• _Written instruction a_
In the article about John F. Kennedy Jr.'s burial at sea, from which ship did his family scatter his ashes?

This article was originally published in Maclean’s magazine on August 2, 1999. Partner content is not updated.

As they waited last week for the inevitable confirmation that the most famous son of their fabled political dynasty was in fact gone, Americans were drawn to places with a special connection to the Kennedy family.

Kennedy Jr. Buried at Sea

As they waited last week for the inevitable confirmation that the most famous son of their fabled political dynasty was in fact gone, Americans were drawn to places with a special connection to the Kennedy family. They flocked to his apartment building in Manhattan, to Kennedy memorials around the country and to Arlington National Cemetery, where the eternal flame burns in memory of his father, the martyred president. They came also to a handsome brick building on Main Street in Hyannis, Mass., the town where Kennedys have summered for 70 years. Inside the John F. Kennedy Hyannis Museum are dozens of photographs of the family engaging in its legendary outdoor frolics - boating, golfing, swimming. Fifteen hundred visitors a day, four to five times the usual number, filed through, touching the photos and lingering longest by those picturing the little boy once known as John-John. On Wednesday, when they learned that his body had been found 35 m below the surface of the sea, museum officials put up a placard bearing words his father delivered back in 1962: "We are tied to the ocean," it read. "And when we go back to the sea ...whether it is to sail or to watch it...we are going back from whence we came."

Within 24 hours, the family of John F. Kennedy Jr., a man of grand lineage, godlike looks and modest accomplishment, closed the circle. From the stern of a naval destroyer, the USS Briscoe, they cast his ashes into the waves near the spot where his Piper Saratoga II, the six-seater plane he bought just three months ago, plunged to its destruction. The remains of the women who died with him - his wife, Carolyn Bessette Kennedy, and her sister Lauren Bessette - were placed in the water at the same time. Never before had the U.S. navy conducted a formal burial at sea for a private citizen with no record of military service. Top officials were unabashed about the reason: he was a Kennedy, the Kennedy of his generation. Thus did a great republic bow to the ancient principles of inheritance and nobility.

The final leave-takings confirmed Kennedy's passing at the age of only 38 as a totemic moment for the American people - or at least that part of the American people still in thrall to the Kennedy legacy or mesmerized by John Jr.'s potent combination of celebrity and history. First, a public memorial service at an Irish-Catholic cathedral in Manhattan. A thousand people - ordinary New Yorkers, not dignitaries - crammed inside while 3,000 more gathered outside.

• _Source material_
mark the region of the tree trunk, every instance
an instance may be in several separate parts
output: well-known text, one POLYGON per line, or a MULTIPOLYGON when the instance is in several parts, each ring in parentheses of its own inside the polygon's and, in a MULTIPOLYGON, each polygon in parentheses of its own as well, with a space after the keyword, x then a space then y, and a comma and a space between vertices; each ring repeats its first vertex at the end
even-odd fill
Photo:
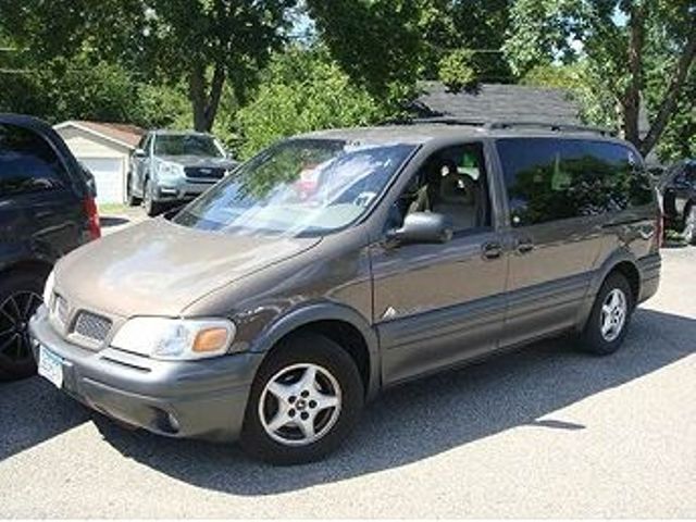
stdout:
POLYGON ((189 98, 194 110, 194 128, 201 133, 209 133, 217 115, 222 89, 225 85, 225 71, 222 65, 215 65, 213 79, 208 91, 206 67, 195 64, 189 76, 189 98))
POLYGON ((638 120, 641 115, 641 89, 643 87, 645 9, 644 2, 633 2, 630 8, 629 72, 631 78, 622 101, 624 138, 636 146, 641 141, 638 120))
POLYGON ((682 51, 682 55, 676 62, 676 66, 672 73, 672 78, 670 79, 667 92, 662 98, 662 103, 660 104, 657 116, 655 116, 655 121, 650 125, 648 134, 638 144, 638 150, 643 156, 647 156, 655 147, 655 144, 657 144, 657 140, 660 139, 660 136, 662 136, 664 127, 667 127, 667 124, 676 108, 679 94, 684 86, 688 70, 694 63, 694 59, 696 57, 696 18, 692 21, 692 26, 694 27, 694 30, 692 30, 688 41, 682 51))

--

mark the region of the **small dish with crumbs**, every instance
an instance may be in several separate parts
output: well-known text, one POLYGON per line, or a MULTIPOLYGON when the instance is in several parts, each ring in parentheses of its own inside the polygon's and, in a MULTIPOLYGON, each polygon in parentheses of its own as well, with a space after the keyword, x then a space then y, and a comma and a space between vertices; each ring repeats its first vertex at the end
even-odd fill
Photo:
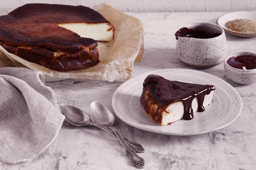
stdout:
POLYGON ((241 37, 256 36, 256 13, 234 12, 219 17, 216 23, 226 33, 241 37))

• _Written instruction b_
From the listing, copy the lines starting with the line containing "mark the region of the tree" and going on through the line containing "POLYGON ((682 51, 682". Leave out the pictures.

• _Full answer a_
The USS Briscoe, a naval destroyer.

• _Full answer b_
mark the region of the tree trunk, every instance
an instance may be in several separate parts
output: well-known text, one POLYGON per line, or a MULTIPOLYGON when the instance is in several parts, each ring in parentheses of its own inside the polygon's and, in a MULTIPOLYGON, each polygon in parentheses of its own as well, with a space after the keyword, x then a space then y, and a comma and a space between vertices; each ring repeats its first vertex at the end
even-odd fill
Photo:
stdout:
POLYGON ((189 98, 194 110, 194 128, 201 133, 209 133, 217 115, 222 89, 225 85, 225 71, 222 65, 215 65, 213 79, 208 91, 206 67, 195 64, 189 76, 189 98))
POLYGON ((638 120, 641 115, 641 89, 643 87, 645 9, 644 2, 633 2, 630 8, 629 72, 631 78, 622 101, 624 138, 636 146, 641 141, 638 120))
POLYGON ((682 51, 682 55, 676 62, 676 66, 672 73, 672 78, 670 79, 667 92, 662 98, 662 103, 660 104, 657 116, 655 116, 655 121, 650 125, 648 134, 638 144, 638 150, 643 156, 647 156, 655 147, 655 144, 657 144, 657 140, 660 139, 660 136, 662 136, 664 127, 667 127, 667 124, 676 108, 679 94, 684 86, 688 70, 694 63, 694 59, 696 57, 696 18, 692 21, 692 26, 694 27, 694 30, 692 30, 688 41, 682 51))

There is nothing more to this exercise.